About this exercise
Please write out every line of the material, leaving out any picture.

The records
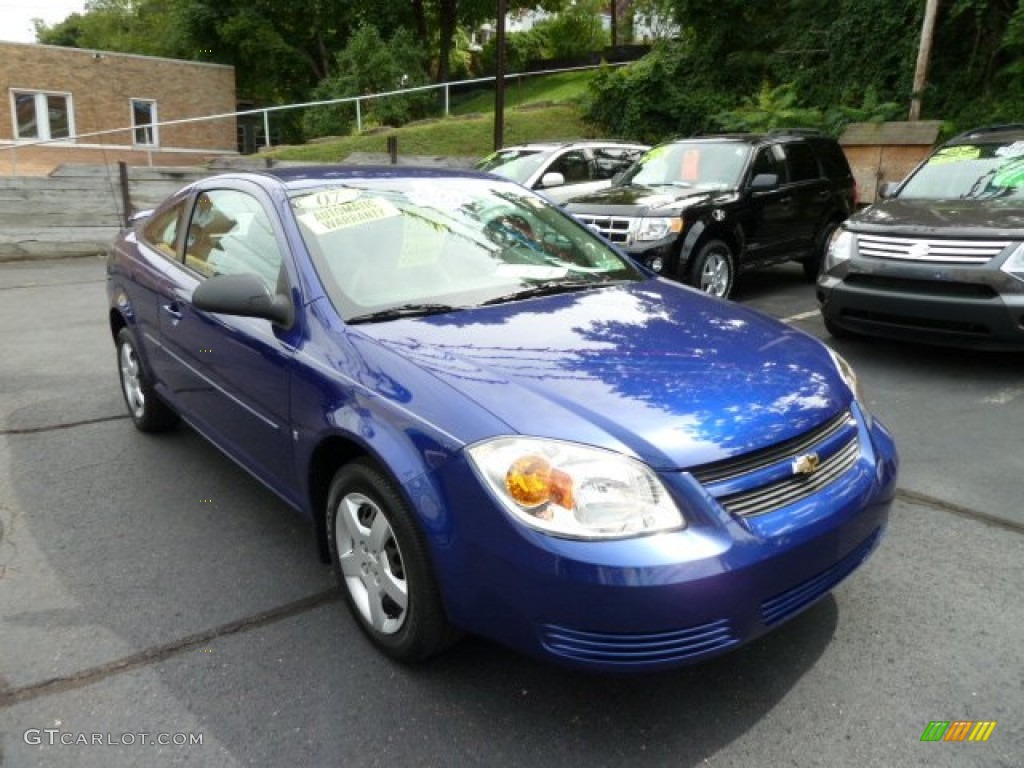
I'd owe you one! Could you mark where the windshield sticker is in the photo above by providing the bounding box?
[293,188,361,211]
[403,182,476,211]
[929,145,981,165]
[496,264,569,280]
[641,145,671,163]
[993,157,1024,188]
[298,197,400,234]
[995,140,1024,159]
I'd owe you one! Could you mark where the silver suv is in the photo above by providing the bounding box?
[818,124,1024,348]
[476,140,648,203]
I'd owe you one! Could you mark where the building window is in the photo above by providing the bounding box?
[131,99,158,146]
[11,91,73,141]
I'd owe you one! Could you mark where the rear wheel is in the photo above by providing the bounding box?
[326,460,455,661]
[689,239,736,298]
[115,327,178,432]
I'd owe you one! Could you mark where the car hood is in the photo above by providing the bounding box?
[849,197,1024,238]
[356,281,849,471]
[565,184,718,217]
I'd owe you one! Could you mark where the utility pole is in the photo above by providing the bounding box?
[909,0,940,120]
[494,0,507,150]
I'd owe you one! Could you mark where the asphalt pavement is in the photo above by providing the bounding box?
[0,257,1021,767]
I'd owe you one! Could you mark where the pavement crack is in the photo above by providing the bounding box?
[896,488,1024,535]
[0,589,340,708]
[0,414,128,436]
[0,277,106,291]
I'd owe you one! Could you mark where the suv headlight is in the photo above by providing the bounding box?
[635,217,683,242]
[824,229,854,272]
[999,243,1024,281]
[466,437,684,539]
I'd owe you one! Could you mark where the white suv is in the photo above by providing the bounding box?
[476,140,648,203]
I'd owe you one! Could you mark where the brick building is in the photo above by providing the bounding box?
[0,41,238,175]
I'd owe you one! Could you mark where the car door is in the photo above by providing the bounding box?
[741,145,804,263]
[537,149,596,202]
[778,141,831,250]
[155,184,300,497]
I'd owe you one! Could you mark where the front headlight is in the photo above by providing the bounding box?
[827,347,869,410]
[823,228,854,272]
[999,242,1024,281]
[466,437,684,539]
[635,217,683,242]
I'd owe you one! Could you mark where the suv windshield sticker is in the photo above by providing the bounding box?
[298,197,400,235]
[995,141,1024,158]
[682,150,701,181]
[930,145,981,165]
[993,157,1024,188]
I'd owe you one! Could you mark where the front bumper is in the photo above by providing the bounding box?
[432,416,898,672]
[818,253,1024,349]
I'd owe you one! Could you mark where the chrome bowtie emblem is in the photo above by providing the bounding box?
[792,453,821,476]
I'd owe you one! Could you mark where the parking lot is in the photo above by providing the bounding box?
[1,256,1021,767]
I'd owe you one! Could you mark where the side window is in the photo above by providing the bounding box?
[783,143,821,183]
[749,148,779,181]
[142,202,185,259]
[592,148,643,180]
[184,189,283,291]
[813,140,853,181]
[548,150,592,184]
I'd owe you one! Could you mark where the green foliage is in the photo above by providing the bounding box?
[583,41,732,143]
[538,0,608,59]
[302,26,434,139]
[479,27,551,75]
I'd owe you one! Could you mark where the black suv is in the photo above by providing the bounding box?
[818,124,1024,349]
[565,131,856,298]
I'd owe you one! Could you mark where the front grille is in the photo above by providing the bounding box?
[540,618,738,666]
[761,528,881,626]
[841,309,991,336]
[690,410,859,518]
[717,439,860,517]
[691,410,853,485]
[574,214,634,244]
[856,234,1009,264]
[844,274,998,299]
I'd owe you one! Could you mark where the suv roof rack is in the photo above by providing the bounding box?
[767,128,825,137]
[949,124,1024,142]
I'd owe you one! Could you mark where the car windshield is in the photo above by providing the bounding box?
[290,177,645,322]
[623,142,750,189]
[475,149,547,183]
[898,140,1024,200]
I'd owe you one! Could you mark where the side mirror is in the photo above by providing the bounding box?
[192,273,293,328]
[877,181,900,199]
[539,172,565,189]
[749,173,779,192]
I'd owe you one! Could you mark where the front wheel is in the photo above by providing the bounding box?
[115,327,178,432]
[689,239,736,298]
[326,460,455,661]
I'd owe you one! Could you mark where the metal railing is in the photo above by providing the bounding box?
[0,61,631,174]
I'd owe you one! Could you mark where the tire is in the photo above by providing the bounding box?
[326,459,455,662]
[115,327,178,432]
[804,221,840,282]
[689,239,736,298]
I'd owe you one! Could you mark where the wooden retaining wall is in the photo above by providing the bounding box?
[0,154,477,262]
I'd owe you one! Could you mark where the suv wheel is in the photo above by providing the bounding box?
[690,239,736,298]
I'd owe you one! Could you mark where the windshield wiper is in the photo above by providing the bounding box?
[347,303,462,325]
[481,279,629,306]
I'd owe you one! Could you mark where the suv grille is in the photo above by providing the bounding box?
[857,234,1010,264]
[690,410,859,517]
[574,214,634,245]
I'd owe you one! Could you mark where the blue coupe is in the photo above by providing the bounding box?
[107,167,897,671]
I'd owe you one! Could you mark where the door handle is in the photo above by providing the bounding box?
[162,303,182,322]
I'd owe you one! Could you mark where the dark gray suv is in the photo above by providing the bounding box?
[818,124,1024,349]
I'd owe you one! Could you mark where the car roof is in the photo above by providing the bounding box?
[496,140,648,152]
[946,124,1024,145]
[250,165,496,190]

Completed exercise
I'd owe you one! Could you mark where the windshield sticker is in the photo above by providing the bounding box?
[293,188,361,211]
[403,182,476,211]
[929,145,981,165]
[496,264,569,280]
[641,145,671,163]
[993,157,1024,188]
[298,197,400,234]
[995,140,1024,159]
I'd owe you one! Could you mark where the silver suv is in the photo above by providing the bounding box?
[818,124,1024,348]
[476,140,648,203]
I'd owe you one! Could you mark where the building window is in the photo above by providing the bounding box?
[131,99,158,146]
[11,91,73,141]
I'd owe you one! Could you mark where the rear wheel is in the photo above by providing the bounding box?
[326,460,455,661]
[689,239,736,298]
[115,327,178,432]
I'd owe you one! Could you mark where the car hood is in the photo above by providing the bounding box?
[849,197,1024,238]
[356,281,849,471]
[565,184,718,217]
I'd owe you one! Could you mark where the utility pole is in the photo above by providing the bounding box?
[909,0,940,120]
[494,0,507,150]
I'd owe you one! Could you mark where the asphalt pavement is in the photo above by providing the bounding box?
[0,257,1021,767]
I'd owe you one! Could you mark where the pavement crack is in the photo above by providing the bounding box?
[896,488,1024,535]
[0,589,340,708]
[0,414,128,436]
[0,277,106,291]
I'd owe you one! Could you mark where the suv headlight is in the photo above by providing the bounding box?
[635,217,683,242]
[824,229,854,272]
[999,243,1024,281]
[466,437,684,539]
I'd owe you one! Could you mark where the white suv is in the photo above by providing the bounding box?
[476,140,648,203]
I'd owe you one! Could you mark where the brick building is in the photo above by providing the bounding box?
[0,41,238,175]
I'd owe you one! Could you mark where the car door is in the photo above by providing the bounding box?
[741,145,804,263]
[537,149,596,202]
[778,141,831,250]
[155,184,300,497]
I'd owe you one! Could you mark where the front headlight is in the photo above by providing the bounding box?
[827,347,869,410]
[823,228,854,272]
[999,242,1024,281]
[466,437,684,539]
[635,217,683,242]
I'd owe you one! Could you mark where the suv windshield sticker is in the photo above by providing the bounding box?
[298,197,400,235]
[995,141,1024,158]
[682,150,701,181]
[930,145,981,165]
[993,157,1024,188]
I'd owe you one! Could you mark where the front bumper is in the photo above by providing the bounding box?
[432,416,898,672]
[818,253,1024,349]
I'd owe you one! Could you mark where the chrome bowtie emblem is in the photo above by providing the bounding box?
[792,453,821,476]
I'd owe you one! Could you mark where the parking lot is in the photo above by providing the bounding box?
[1,256,1021,767]
I'd owe you one! Could you mark where the side window is in the photo above by providing the bounding box?
[783,143,821,183]
[749,148,779,181]
[142,202,185,259]
[592,148,643,180]
[184,189,283,291]
[813,140,853,181]
[548,150,592,184]
I'd owe you one! Could you mark where the green foliage is in the photo above by providing the bounding box?
[583,41,732,143]
[538,0,608,59]
[302,26,434,139]
[479,27,551,75]
I'd owe you one! Could you mark where the black suv is in the photo above by providing the bounding box?
[818,124,1024,349]
[565,131,856,298]
I'd owe you one! Could you mark where the front grille is in the photo above by providing the bounding box?
[540,618,738,666]
[761,528,881,626]
[841,309,991,336]
[690,410,859,518]
[717,439,860,517]
[691,410,853,485]
[574,214,634,244]
[856,234,1009,264]
[844,274,998,299]
I'd owe you one! Could you mark where the suv roof rack is in the photo above by providing the bounding box?
[767,128,825,137]
[949,124,1024,142]
I'd owe you one! Could you mark where the car windshield is in the photo above by providing the bounding box?
[290,177,645,322]
[623,142,750,189]
[475,149,547,183]
[898,140,1024,200]
I'd owe you one! Could you mark where the side mirror is in the photo above by providing the bounding box?
[192,273,293,328]
[877,181,900,199]
[539,172,565,189]
[749,173,779,192]
I'd owe you one! Could you mark where the front wheel is in the photo above by providing the bounding box?
[115,327,178,432]
[689,239,736,298]
[326,460,455,661]
I'd owe you one! Could you mark where the metal railing is in the photo above by providing the bounding box?
[0,61,631,174]
I'd owe you one! Could you mark where the tire is in the photo above by providing the bounding box?
[326,459,455,662]
[115,327,178,432]
[804,221,840,282]
[689,239,736,298]
I'd owe you one! Could you mark where the wooden retaining wall is in the photo above by providing the bounding box?
[0,154,477,262]
I'd owe you one! Could you mark where the suv wheel is in the photo above by providing the bounding box?
[690,239,736,298]
I'd owe you one! Could you mark where the windshield wiper is in the photo above by providing the bounding box?
[347,303,462,325]
[481,279,629,306]
I'd owe you one! Could you mark where the suv grille is in the photo above by providing the bounding box?
[857,234,1010,264]
[690,410,859,517]
[574,214,634,245]
I'd owe you one! Could you mark where the blue coupe is in the photo above by providing the bounding box?
[107,167,897,671]
I'd owe you one! Could you mark where the door handle is in the photo above by providing the bounding box?
[162,303,182,322]
I'd owe you one! Could you mark where the dark gray suv is in the photo above by providing the bounding box?
[818,124,1024,349]
I'd owe you one! Could you mark where the car roof is in the photo above by providing the bounding box?
[496,140,648,152]
[946,124,1024,145]
[250,165,496,190]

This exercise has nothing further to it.